(What you will do):
For this exercise, output the entries below exactly from the line that holds "shrub above? Mark it with a dot." to the line that holds "leaf above? Mark it with a dot.", both ends included. No pictures belong in the copy.
>>>
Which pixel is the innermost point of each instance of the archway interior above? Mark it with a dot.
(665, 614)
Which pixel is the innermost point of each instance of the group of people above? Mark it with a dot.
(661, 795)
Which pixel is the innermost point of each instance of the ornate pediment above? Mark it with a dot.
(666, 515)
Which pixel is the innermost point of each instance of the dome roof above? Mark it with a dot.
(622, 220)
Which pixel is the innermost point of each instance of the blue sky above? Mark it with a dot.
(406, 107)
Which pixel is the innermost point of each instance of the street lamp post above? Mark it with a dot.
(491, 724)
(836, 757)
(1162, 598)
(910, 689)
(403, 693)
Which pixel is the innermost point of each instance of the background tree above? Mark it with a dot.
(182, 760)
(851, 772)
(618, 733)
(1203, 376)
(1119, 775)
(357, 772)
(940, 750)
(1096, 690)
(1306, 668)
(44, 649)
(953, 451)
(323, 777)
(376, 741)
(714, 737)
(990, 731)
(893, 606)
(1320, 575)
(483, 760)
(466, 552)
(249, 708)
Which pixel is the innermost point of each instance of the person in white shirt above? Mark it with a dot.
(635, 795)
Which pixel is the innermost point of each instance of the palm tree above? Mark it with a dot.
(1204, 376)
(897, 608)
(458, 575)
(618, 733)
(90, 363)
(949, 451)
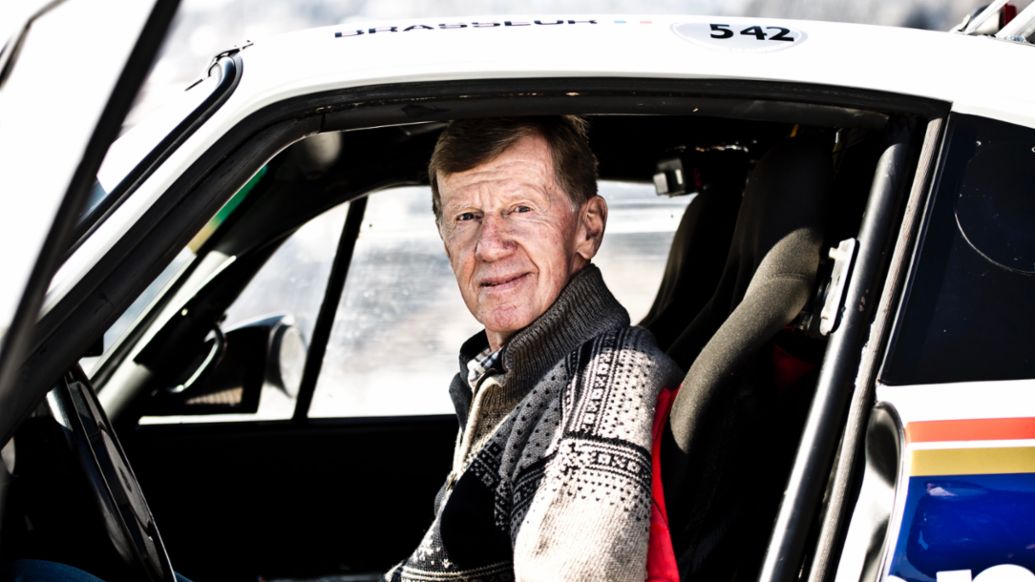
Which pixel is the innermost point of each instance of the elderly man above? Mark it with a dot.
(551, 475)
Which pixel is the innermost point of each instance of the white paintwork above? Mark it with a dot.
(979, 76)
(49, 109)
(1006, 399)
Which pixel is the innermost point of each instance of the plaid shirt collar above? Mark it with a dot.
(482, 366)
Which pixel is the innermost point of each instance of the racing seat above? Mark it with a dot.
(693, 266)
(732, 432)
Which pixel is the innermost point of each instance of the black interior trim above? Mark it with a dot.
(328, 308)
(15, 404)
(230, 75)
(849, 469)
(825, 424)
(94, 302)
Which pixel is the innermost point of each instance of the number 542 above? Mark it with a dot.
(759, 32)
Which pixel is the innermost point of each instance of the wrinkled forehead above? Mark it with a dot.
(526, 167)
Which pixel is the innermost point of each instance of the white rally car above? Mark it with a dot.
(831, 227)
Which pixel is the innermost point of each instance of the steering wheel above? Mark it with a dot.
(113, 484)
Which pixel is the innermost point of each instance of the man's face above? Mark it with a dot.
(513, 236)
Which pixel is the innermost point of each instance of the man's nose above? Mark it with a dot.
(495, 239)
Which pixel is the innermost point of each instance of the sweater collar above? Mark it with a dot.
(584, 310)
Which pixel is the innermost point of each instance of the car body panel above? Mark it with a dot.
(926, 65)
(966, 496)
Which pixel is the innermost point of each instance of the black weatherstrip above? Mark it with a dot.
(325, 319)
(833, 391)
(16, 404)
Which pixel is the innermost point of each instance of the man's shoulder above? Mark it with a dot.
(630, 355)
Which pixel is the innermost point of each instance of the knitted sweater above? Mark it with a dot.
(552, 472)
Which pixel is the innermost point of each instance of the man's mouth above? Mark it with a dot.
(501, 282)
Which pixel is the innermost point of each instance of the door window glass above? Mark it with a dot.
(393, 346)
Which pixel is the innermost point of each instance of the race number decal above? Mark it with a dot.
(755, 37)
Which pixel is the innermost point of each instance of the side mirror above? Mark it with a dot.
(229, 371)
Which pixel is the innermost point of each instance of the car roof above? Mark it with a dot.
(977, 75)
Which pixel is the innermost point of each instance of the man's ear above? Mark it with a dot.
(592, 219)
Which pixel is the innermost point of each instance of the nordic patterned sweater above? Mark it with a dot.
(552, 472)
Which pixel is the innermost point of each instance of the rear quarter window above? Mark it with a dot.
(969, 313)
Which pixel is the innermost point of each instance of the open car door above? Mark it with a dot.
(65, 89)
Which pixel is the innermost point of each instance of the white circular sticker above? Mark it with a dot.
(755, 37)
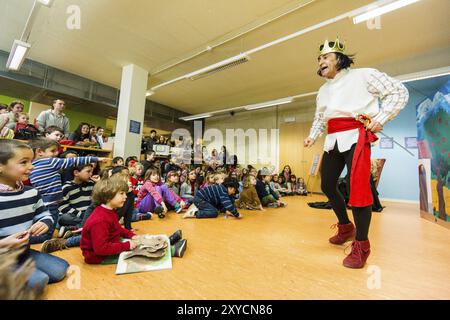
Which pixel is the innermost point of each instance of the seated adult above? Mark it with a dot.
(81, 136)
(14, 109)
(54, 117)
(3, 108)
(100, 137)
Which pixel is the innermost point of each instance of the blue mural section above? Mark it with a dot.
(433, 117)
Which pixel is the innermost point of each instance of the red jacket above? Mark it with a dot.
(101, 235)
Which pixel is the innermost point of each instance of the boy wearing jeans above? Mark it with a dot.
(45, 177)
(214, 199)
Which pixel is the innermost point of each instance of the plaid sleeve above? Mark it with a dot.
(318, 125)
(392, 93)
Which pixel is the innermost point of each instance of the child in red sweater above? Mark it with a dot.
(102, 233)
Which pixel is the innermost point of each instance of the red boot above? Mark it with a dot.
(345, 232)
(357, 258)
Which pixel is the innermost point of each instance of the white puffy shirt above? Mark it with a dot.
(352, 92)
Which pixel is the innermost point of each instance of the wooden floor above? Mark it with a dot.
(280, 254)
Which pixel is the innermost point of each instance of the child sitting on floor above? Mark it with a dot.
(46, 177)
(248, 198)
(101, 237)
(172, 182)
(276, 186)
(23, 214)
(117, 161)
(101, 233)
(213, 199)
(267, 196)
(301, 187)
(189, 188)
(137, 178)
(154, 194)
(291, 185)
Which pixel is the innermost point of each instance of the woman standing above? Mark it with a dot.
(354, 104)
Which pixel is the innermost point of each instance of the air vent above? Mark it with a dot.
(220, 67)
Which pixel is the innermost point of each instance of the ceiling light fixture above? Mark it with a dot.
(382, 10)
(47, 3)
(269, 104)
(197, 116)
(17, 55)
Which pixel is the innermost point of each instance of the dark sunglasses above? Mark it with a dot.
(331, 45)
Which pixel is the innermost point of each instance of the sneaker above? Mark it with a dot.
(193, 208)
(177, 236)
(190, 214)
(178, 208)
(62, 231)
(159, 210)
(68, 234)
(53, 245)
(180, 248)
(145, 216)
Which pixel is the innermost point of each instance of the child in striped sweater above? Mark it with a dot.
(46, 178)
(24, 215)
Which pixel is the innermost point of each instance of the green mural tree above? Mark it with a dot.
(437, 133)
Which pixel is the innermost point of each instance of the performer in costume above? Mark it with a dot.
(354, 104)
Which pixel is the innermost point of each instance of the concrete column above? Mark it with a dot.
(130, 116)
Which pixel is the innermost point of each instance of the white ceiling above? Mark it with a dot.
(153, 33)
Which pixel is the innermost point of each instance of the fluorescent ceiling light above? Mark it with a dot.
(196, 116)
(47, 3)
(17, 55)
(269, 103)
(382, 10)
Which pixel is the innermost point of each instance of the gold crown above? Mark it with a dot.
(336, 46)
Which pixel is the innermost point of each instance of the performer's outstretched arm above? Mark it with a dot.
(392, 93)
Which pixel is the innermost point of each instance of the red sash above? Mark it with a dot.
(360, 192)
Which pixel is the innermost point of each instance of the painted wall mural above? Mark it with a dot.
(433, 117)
<<<
>>>
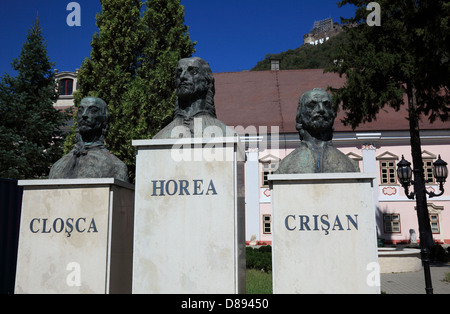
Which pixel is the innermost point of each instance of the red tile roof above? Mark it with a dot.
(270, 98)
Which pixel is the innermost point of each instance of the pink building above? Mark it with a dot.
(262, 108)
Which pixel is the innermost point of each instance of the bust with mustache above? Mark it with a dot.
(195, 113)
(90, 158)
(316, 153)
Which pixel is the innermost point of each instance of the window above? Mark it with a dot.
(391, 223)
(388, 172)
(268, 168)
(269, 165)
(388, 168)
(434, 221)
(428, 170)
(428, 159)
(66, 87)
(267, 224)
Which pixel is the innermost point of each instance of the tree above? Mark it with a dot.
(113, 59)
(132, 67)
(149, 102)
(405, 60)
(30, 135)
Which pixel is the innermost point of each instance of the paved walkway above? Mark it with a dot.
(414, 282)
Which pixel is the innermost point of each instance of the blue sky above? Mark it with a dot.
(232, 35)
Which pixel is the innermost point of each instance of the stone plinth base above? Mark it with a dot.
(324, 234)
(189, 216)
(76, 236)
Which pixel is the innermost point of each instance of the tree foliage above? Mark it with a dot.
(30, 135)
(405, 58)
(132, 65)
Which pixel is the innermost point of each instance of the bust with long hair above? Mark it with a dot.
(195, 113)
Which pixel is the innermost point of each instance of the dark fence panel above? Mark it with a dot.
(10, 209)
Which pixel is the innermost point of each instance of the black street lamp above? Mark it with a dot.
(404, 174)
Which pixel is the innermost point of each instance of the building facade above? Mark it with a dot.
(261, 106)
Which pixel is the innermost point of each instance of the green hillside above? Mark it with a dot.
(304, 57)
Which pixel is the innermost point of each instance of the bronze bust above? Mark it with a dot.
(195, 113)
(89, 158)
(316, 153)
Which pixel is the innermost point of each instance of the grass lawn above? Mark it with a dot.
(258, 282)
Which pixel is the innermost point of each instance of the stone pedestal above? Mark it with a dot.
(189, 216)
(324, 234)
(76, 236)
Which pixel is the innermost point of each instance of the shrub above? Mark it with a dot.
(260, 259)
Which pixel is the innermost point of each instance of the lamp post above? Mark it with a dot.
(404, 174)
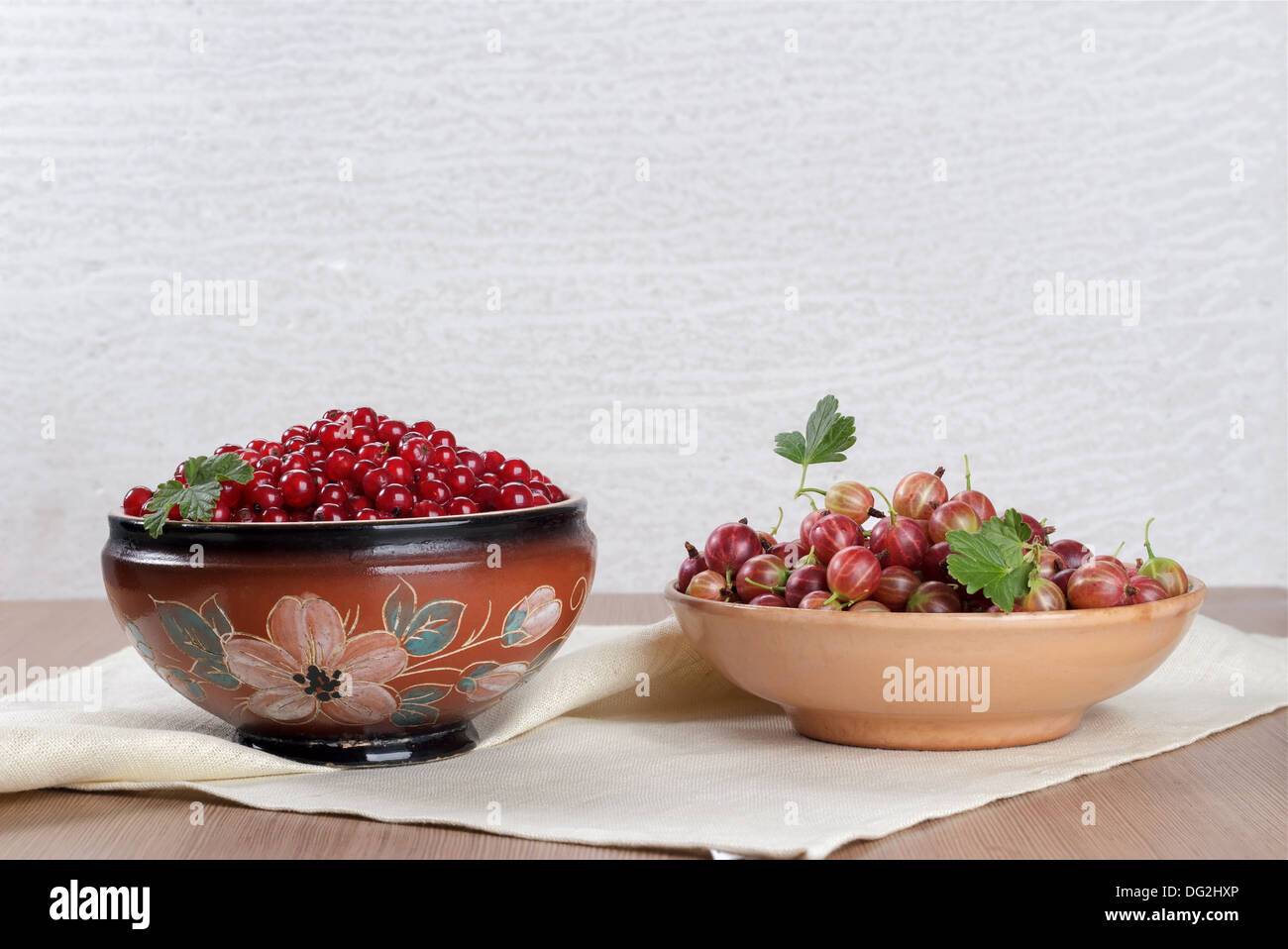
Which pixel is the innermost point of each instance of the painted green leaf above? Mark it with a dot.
<<<
>>>
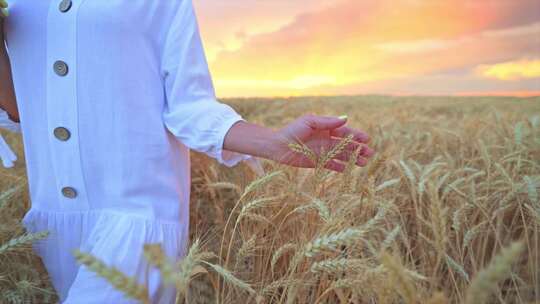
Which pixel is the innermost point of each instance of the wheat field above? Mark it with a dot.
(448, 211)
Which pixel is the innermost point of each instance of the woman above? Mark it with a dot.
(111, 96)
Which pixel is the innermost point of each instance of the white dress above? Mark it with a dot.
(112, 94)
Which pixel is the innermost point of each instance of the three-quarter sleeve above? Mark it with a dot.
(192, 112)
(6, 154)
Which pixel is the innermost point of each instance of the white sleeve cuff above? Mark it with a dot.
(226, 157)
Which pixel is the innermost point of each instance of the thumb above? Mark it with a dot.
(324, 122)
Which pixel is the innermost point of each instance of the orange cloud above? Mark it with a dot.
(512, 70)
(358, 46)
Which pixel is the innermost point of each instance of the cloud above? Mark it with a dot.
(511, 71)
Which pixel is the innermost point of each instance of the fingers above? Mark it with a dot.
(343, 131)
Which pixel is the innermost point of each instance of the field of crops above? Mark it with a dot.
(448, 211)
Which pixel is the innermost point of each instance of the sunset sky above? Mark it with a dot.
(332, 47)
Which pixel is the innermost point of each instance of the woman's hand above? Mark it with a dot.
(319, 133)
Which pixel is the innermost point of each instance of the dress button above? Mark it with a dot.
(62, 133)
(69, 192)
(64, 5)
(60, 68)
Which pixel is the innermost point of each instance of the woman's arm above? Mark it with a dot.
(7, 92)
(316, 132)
<<<
(Exercise response):
Which pixel is the innermost point of each instance of the shrub above? Mark it with a dot.
(260, 259)
Which pixel is the innermost point of each instance of the lamp post above? Mark it with a dot.
(404, 174)
Which pixel is the innermost point of each instance of the painted green leaf above? Mark it with a dot.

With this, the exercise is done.